Work to be completed:
Reproduce the material word for word, beginning at the line that contains "I bet there's a textured" and stopping after the line that contains "99 60 183 144".

-----

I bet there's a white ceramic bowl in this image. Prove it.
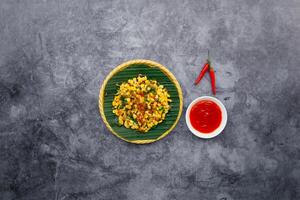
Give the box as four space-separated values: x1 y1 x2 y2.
185 96 227 139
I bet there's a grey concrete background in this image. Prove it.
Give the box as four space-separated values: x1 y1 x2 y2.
0 0 300 200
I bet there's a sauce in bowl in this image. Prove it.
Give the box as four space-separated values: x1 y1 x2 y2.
189 100 222 134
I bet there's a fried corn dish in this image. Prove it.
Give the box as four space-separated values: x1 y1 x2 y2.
112 76 171 133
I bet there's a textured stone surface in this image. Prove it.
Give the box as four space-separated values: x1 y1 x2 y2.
0 0 300 200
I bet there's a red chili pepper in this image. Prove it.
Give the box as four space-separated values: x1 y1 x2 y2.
209 62 216 95
194 63 209 85
195 51 216 95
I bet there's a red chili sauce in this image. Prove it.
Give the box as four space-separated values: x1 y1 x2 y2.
190 100 222 133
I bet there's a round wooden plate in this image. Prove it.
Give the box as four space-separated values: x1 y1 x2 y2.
99 60 183 144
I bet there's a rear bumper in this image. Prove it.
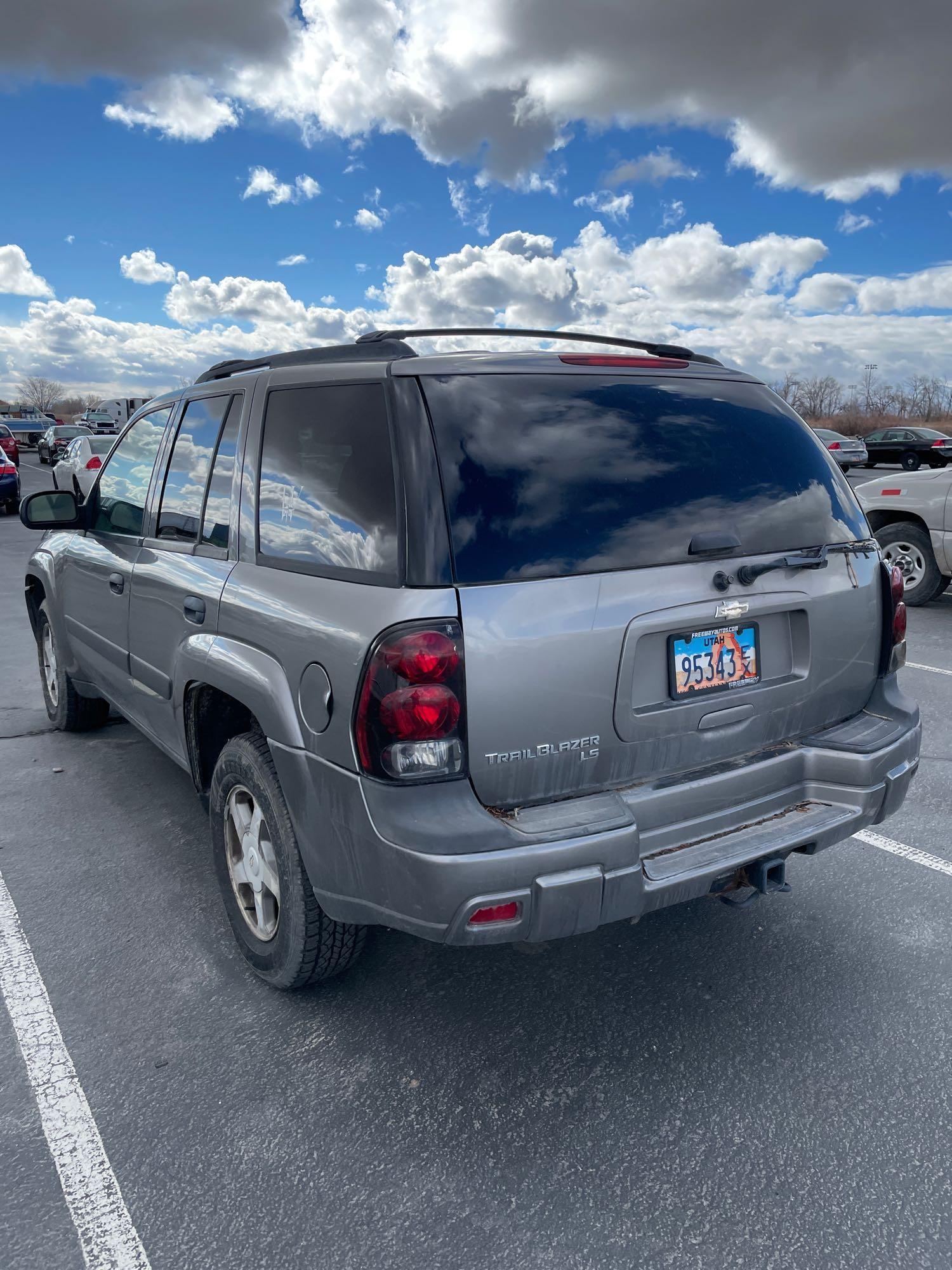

-----

Task result:
I bet there's a textured stone surface in this image. Prove it.
Give the box as four space-separated values: x1 y1 x2 y2.
0 0 300 200
I bet there's a red chili pepper in this image. Prove it.
Give the box as four space-separated values: x1 y1 x2 y2.
209 62 216 95
194 63 209 85
195 51 216 95
I bet there's a red chili sauce in this image. Prove it.
Give the box as four space-separated values: x1 y1 x2 y2.
190 100 222 133
I bet there's a round wooden plate in this image. Prove it.
Give the box as four space-separated values: x1 y1 x2 y2.
99 60 183 144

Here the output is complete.